• **WHAT NEEDS TO BE DONE**: From the entries, filter out every line that lacks "below" and copy the rest.

• **TASK MATERIAL**:
----------

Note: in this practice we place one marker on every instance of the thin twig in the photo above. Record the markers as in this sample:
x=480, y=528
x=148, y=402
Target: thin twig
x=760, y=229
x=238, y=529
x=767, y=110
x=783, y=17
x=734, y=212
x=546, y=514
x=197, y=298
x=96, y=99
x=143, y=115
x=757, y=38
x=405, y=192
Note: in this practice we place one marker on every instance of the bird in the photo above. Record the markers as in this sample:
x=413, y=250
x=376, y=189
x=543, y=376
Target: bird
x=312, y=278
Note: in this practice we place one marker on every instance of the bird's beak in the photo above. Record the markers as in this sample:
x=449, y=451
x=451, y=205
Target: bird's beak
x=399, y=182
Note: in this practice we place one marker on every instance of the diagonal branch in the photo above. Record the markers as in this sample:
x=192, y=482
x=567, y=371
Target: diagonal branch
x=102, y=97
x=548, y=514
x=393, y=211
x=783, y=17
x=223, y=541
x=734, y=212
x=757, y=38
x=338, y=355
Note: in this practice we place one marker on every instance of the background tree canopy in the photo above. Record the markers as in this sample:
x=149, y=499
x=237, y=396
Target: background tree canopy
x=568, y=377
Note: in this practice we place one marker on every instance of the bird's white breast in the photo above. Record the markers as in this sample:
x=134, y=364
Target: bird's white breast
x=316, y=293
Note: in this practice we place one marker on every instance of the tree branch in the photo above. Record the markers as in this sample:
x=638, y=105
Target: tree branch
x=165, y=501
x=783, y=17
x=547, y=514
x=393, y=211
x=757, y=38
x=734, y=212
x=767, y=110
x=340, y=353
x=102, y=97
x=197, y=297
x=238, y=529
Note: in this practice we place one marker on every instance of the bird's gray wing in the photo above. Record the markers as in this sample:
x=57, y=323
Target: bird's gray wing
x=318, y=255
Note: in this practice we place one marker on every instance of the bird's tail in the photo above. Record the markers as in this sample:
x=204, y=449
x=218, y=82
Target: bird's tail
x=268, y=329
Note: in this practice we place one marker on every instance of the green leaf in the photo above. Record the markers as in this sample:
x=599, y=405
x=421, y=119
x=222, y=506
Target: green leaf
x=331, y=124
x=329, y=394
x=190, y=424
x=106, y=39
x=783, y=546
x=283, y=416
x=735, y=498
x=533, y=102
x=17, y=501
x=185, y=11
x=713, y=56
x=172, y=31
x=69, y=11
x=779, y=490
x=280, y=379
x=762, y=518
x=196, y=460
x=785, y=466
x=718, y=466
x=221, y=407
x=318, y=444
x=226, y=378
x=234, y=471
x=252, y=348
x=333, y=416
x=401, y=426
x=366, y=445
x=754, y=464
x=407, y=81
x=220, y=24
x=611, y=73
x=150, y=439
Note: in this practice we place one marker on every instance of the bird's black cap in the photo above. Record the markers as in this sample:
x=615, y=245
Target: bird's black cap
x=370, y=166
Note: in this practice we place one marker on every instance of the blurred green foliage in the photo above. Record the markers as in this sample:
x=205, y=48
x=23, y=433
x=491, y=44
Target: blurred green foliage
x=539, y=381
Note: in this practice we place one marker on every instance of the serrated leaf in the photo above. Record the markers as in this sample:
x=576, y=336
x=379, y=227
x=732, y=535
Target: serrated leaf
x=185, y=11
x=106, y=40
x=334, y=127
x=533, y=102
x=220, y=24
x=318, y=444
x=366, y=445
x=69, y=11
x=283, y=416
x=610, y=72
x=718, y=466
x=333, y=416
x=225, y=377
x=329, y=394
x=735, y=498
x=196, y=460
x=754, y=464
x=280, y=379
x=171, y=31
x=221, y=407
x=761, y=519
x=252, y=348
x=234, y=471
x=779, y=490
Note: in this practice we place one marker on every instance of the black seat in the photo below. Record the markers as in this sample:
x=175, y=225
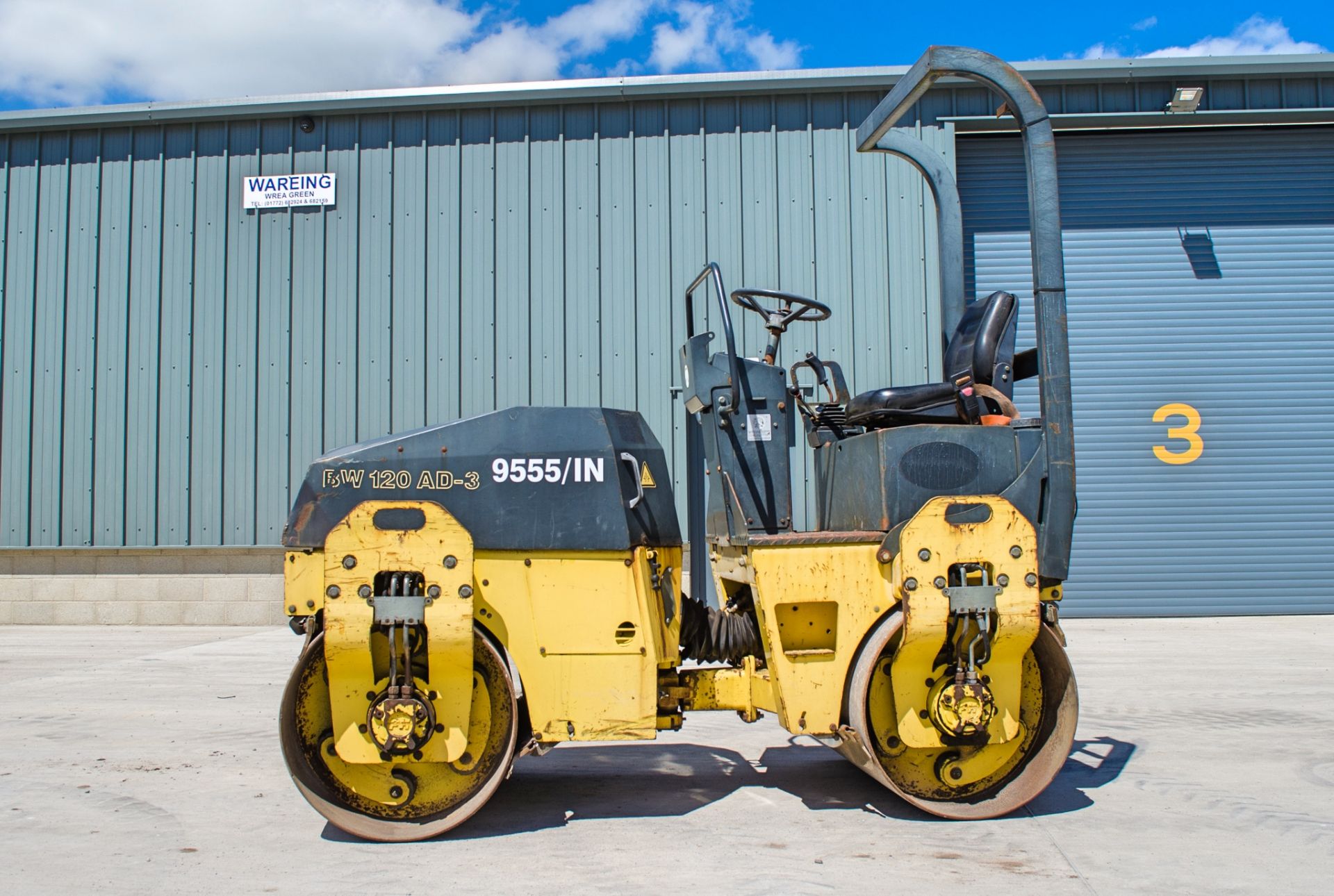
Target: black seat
x=980, y=352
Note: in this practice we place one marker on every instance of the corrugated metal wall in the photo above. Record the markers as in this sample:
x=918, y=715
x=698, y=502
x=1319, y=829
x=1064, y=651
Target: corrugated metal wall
x=1201, y=272
x=172, y=362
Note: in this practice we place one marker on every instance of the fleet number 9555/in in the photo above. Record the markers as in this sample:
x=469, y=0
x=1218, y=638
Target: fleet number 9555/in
x=547, y=470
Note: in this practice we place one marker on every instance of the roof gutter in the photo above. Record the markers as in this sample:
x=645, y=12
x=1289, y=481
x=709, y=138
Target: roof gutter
x=877, y=79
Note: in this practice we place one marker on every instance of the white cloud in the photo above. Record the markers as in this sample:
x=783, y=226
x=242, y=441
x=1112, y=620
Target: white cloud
x=1101, y=51
x=711, y=36
x=1253, y=38
x=74, y=51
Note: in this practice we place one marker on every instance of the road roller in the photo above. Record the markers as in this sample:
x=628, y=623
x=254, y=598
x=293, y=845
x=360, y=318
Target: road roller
x=494, y=587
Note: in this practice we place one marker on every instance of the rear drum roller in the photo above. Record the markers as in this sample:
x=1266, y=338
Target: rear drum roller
x=398, y=800
x=964, y=781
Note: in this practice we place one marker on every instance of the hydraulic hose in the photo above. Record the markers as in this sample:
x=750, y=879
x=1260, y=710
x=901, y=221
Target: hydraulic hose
x=710, y=635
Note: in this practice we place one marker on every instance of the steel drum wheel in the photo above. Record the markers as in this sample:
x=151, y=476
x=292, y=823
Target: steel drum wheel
x=400, y=800
x=1049, y=713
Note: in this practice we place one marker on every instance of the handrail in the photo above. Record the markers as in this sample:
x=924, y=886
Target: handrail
x=1049, y=278
x=949, y=219
x=734, y=368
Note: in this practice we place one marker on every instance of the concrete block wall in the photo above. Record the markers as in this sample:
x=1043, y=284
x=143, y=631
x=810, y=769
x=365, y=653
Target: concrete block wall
x=142, y=587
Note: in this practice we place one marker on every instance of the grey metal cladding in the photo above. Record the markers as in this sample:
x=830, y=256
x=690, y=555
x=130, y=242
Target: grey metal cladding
x=172, y=362
x=1201, y=271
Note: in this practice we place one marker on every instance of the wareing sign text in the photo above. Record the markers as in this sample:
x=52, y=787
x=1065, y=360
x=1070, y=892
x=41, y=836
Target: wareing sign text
x=279, y=191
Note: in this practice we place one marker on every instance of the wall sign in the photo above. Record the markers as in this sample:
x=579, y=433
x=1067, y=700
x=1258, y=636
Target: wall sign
x=283, y=191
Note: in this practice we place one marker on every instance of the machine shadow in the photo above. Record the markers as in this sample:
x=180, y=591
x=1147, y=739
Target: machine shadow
x=1092, y=764
x=616, y=781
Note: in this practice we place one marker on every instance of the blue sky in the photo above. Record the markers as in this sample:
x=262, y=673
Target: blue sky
x=83, y=52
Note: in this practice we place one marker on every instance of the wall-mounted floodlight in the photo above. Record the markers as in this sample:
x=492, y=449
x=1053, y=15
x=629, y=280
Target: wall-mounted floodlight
x=1185, y=99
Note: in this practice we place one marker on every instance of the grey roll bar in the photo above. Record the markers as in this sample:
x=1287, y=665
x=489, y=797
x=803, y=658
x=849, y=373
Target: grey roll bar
x=949, y=217
x=1049, y=278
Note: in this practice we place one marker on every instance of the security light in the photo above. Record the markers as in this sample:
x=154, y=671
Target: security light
x=1185, y=99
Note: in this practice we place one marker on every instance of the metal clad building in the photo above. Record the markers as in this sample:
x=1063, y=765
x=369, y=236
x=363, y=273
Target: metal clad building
x=170, y=362
x=1201, y=278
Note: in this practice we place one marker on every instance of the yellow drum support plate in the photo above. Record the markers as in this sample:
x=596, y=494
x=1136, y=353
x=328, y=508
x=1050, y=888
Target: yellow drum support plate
x=398, y=800
x=994, y=779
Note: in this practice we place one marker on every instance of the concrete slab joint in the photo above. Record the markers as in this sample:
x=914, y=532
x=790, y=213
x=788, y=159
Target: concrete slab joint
x=142, y=587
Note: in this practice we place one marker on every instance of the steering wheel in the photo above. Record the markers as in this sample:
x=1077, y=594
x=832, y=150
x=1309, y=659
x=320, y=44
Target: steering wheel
x=791, y=308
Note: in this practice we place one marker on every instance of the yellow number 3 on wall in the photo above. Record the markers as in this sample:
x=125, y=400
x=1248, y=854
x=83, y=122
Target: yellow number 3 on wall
x=1190, y=432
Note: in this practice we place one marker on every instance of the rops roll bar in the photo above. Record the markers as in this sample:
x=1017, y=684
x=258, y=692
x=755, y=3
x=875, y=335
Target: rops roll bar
x=949, y=219
x=711, y=272
x=1049, y=279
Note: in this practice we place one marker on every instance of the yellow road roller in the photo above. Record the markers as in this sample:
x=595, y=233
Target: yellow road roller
x=493, y=587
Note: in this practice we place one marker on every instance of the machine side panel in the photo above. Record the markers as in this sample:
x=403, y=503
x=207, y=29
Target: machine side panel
x=519, y=479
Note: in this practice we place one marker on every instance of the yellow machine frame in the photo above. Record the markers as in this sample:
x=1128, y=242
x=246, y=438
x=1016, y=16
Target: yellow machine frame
x=594, y=635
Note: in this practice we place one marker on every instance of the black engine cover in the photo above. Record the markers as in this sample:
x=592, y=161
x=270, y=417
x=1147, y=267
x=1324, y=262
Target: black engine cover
x=536, y=479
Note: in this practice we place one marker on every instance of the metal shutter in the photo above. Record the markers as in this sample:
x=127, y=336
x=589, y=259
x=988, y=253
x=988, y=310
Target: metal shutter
x=1201, y=271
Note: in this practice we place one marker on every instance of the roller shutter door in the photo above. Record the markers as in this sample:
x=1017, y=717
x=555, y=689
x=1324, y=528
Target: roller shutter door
x=1201, y=290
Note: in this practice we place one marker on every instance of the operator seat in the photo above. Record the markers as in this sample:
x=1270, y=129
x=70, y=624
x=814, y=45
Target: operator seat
x=980, y=352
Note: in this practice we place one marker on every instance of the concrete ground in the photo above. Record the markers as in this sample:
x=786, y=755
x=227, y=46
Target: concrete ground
x=146, y=761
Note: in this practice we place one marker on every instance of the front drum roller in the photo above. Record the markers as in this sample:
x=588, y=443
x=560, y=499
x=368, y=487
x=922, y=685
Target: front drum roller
x=994, y=779
x=398, y=800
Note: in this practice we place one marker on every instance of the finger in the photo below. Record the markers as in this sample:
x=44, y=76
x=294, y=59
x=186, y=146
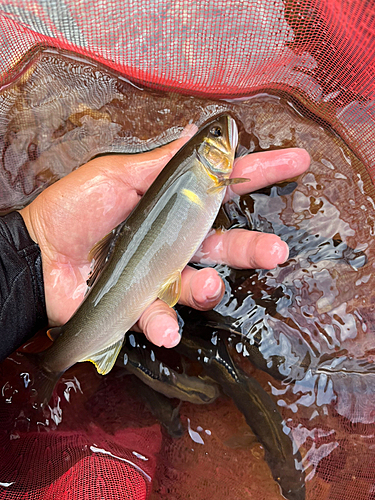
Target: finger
x=243, y=249
x=159, y=324
x=201, y=289
x=268, y=167
x=139, y=171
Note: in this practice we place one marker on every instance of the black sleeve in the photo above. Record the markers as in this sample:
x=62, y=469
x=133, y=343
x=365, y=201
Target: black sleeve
x=22, y=301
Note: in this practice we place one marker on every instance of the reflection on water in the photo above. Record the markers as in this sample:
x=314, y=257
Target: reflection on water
x=303, y=331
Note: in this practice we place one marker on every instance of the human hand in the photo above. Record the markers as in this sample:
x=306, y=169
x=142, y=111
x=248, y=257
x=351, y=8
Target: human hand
x=69, y=217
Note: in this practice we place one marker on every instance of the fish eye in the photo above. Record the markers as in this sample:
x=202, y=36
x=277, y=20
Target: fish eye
x=216, y=131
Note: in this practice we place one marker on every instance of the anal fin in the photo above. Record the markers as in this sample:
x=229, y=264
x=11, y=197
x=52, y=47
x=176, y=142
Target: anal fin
x=106, y=358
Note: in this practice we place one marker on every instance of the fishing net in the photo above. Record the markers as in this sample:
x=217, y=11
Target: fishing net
x=317, y=55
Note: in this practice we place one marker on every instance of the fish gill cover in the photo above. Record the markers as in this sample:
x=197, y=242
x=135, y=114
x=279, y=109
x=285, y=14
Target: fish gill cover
x=72, y=80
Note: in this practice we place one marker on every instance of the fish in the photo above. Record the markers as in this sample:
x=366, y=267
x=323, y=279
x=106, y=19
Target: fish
x=162, y=409
x=260, y=412
x=141, y=362
x=142, y=258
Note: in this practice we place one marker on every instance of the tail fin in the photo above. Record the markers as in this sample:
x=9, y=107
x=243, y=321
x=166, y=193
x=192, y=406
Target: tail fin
x=42, y=382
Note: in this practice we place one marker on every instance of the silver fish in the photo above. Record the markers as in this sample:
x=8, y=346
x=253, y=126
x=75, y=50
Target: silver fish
x=143, y=257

----------

• **ANSWER SPACE**:
Note: in this practice we place one marker on every instance of the black seat in the photo below. Record the markers as in this sample:
Note: in this practice we place one marker on every instance of the finger in the photo below. Record the markers as in this sample:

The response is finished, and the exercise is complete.